• **Source document**
□ □ □
In addition, survivors’ perceptions of the program were connected to their relationship status. Nine survivors were in a relationship with their abusive partner, 13 were no longer in a relationship, and two were unsure of their relationship status. All five survivors who perceived the program positively were still in a relationship with their partners, and all five survivors who perceived the program negatively were no longer in a relationship with their partners.

Theme 3: Survivors Perceived the RVIP Positively When They Did Not Perceive an Inequitable Power Dynamic Between Them and Their Partners

Survivors’ positive perceptions of the program were connected to how they appraised the abuse they experienced. Some survivors viewed abuse as an ongoing pattern of behavior whereas others viewed the abuse as a standalone incident. Participants described the RVIP positively when they did not perceive an inequitable power dynamic in the relationship and did not view themselves as survivors. When survivors experienced the program as solely positive, abuse was usually viewed as a stand-alone event rather than an ongoing pattern. Some participants felt the abusive incident was mutual and influenced by both partners’ alcohol use. Angela noted:

I just don't think there's enough protection for people who go through domestic violence. Well, whose situations are different than mine. I don't think [partner’s name] would do anything like that. Or even if we wasn't together, I don't think he is that kinda person. But we worked out our differences and it's not like it's a reoccurrin' thing where we fight each other or he beats me up all the time. It was just a night where alcohol played a major role.

Moreover, Angela believed that she also should have been arrested rather than just her partner because “he had marks on him, too.”
□ □ □
• **Supplied material**
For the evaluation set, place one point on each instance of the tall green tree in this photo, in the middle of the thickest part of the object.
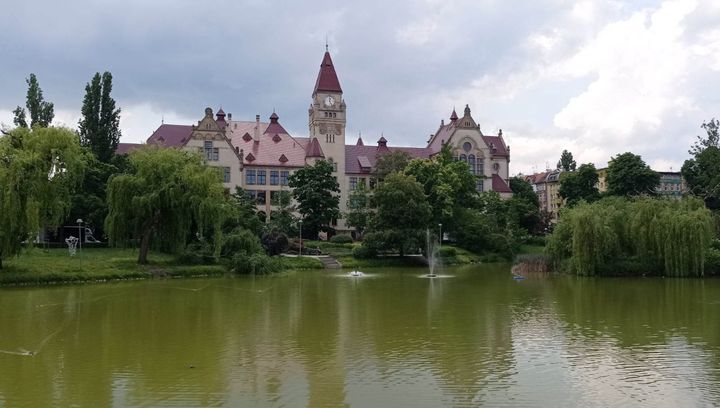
(41, 112)
(566, 162)
(39, 171)
(702, 171)
(359, 210)
(389, 162)
(448, 186)
(580, 185)
(628, 175)
(402, 215)
(316, 191)
(99, 126)
(167, 194)
(524, 206)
□ □ □
Could you carry on the passage about survivors' views of the RVIP from where it stops? The items can be ignored; none of them is needed here.

One survivor, Madeline, who perceived the program as solely positive did not appraise the incident that led her partner to the RVIP as abusive. She described the incident as a “misunderstanding,” whereby she and her partner were drunk and arguing in the car as bystanders called the police. She believed that police were called because of racist undertones – she, a white woman, was crying while arguing with her partner, a Black man. In addition, Madeline felt that alcohol influenced her and her partner to “blow up” and asserted that their relationship “wasn’t violent ever.” Thus, these survivors experienced the program’s impact as aligned with what they hoped their partners would gain from the program. They wanted partners to learn concrete behavioral changes to de-escalate conflict, rather than believing their partners needed to learn how to stop engaging in abusive tactics. In contrast, only one survivor who viewed the program as solely positive, Rochelle, described an ongoing pattern of abuse whereby her partner engaged in “emotional attacks” and accused her of cheating, which started a “tumultuous” dynamic. However, she reported that her partner's behaviors changed upon his participation in the RVIP; he acquired new habits and took responsibility for his emotions.

Subtheme 1: Survivors Perceived the RVIP Positively When Abusive Partners’ Behavior Changes Aligned with Survivors' Hopes

Relatedly, survivors had varied hopes for what the program would do for their abusive partners based on their conceptualization of the abuse they experienced. Survivors who viewed abuse as a standalone event were focused on their partners learning anger management strategies. In contrast, survivors who viewed abuse as an ongoing dynamic wanted abusive partners to learn about the different types of abuse and take responsibility for their behavior, as well as acquire anger management skills. Survivors perceived the RVIP as solely positive when their partners’ behavior changes aligned with their hopes for the program’s impact. Survivors who reported hopes for their partners asserted that the RVIP provided their partners with communication tools and emotion management skills. Caroline shared:

Like if me and him get in an argument usually he would start screaming or yelling or whatever. Where in this case he hangs up, takes a couple of breaths or a break, and then he'll call me back and we can talk or stuff like that. Instead of just screaming and yelling. And it seems like that was something that they may have taught him…[a] coping skill.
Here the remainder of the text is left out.